╔══

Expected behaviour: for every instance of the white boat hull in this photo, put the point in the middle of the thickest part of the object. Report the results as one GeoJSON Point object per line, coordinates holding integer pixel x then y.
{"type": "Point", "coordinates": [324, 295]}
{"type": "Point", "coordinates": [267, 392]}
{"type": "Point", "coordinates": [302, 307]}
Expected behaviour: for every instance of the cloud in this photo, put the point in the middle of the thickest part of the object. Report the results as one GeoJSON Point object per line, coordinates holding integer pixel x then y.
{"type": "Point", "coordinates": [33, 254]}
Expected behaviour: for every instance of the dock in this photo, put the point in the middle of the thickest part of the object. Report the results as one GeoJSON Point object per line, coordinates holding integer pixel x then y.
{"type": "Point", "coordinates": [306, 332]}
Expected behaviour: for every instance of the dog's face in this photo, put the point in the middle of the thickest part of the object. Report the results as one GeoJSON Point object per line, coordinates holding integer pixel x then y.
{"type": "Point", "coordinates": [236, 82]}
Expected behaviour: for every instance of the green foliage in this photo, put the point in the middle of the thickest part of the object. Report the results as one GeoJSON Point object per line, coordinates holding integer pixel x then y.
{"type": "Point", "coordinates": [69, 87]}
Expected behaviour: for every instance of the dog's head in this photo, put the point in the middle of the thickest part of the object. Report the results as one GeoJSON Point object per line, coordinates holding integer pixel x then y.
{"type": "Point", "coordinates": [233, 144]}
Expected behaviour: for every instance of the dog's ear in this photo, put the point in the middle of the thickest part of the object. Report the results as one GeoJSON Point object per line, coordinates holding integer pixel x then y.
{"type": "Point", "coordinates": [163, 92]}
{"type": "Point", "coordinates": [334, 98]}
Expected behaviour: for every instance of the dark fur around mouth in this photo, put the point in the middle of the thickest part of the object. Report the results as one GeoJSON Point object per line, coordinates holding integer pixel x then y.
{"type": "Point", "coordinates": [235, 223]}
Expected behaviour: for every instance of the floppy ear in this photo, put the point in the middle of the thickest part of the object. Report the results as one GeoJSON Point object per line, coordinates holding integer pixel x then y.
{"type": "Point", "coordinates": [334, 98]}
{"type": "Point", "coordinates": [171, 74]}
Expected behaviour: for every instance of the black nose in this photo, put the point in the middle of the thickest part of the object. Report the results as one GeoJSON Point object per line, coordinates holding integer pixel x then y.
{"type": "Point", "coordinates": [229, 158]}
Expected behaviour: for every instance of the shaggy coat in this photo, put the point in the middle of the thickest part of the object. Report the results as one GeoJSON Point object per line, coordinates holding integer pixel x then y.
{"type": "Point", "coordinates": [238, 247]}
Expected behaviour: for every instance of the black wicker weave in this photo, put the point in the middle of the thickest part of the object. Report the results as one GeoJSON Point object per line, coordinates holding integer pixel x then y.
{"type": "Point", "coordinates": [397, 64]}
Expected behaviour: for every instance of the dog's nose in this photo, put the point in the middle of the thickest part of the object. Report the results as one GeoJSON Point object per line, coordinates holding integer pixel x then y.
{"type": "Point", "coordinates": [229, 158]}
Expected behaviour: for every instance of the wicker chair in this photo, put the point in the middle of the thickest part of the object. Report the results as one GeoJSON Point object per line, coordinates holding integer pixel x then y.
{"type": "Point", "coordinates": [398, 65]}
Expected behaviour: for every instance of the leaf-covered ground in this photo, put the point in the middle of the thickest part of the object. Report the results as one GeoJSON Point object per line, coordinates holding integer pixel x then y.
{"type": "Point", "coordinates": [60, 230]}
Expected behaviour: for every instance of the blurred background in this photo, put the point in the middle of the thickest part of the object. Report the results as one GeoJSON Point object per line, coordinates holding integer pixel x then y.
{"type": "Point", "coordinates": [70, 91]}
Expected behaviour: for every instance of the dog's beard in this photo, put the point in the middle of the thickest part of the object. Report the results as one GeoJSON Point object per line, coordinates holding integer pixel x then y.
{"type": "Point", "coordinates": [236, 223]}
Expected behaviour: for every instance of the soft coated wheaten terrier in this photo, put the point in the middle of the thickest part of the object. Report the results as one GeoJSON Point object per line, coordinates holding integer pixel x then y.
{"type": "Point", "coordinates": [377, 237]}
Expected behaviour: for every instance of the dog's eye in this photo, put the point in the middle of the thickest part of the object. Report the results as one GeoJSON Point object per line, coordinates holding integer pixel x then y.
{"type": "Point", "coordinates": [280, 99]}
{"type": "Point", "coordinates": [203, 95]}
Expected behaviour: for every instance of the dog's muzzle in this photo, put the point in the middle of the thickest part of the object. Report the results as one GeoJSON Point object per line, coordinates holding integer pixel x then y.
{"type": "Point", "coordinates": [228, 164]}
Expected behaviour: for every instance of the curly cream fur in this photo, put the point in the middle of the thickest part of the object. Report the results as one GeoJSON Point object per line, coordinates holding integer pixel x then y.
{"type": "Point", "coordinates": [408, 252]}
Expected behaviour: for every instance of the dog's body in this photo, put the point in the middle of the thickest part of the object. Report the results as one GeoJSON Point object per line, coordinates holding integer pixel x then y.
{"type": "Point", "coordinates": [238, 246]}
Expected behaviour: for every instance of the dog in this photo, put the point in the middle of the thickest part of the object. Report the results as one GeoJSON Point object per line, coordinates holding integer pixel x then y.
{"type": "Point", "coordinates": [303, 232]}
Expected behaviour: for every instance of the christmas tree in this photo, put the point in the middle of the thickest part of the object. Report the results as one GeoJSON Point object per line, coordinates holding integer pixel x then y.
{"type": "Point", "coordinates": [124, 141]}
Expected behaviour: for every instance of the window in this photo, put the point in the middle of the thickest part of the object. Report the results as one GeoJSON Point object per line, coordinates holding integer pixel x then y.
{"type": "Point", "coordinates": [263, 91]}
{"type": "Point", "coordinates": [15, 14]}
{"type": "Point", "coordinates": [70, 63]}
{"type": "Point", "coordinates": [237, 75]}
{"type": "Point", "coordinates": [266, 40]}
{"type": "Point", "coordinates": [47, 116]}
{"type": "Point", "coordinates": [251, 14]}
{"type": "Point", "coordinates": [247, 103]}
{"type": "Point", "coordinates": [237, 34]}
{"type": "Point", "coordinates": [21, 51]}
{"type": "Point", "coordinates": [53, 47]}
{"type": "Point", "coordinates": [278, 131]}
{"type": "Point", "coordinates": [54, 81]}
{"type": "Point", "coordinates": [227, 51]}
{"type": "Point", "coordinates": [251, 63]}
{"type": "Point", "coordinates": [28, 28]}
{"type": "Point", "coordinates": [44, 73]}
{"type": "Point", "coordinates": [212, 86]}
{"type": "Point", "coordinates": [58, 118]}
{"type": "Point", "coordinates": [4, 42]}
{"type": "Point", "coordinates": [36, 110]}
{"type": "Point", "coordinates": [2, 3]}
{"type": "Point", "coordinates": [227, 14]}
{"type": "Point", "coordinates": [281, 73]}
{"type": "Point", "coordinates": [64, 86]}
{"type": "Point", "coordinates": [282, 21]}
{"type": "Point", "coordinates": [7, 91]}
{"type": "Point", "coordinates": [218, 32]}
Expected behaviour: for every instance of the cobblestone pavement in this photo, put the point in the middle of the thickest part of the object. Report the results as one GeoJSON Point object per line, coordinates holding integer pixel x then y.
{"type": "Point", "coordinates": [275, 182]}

╚══

What the task asks: Return the line that contains "Expected behaviour: for every instance of the cobblestone" along with every line after it through the end of the entries, exactly, adding nothing.

Exercise response:
Expected behaviour: for every instance of the cobblestone pavement in this photo, put the point in the middle of the thickest part of the object. Report the results as one GeoJSON Point object per line, coordinates holding integer pixel x then y.
{"type": "Point", "coordinates": [275, 182]}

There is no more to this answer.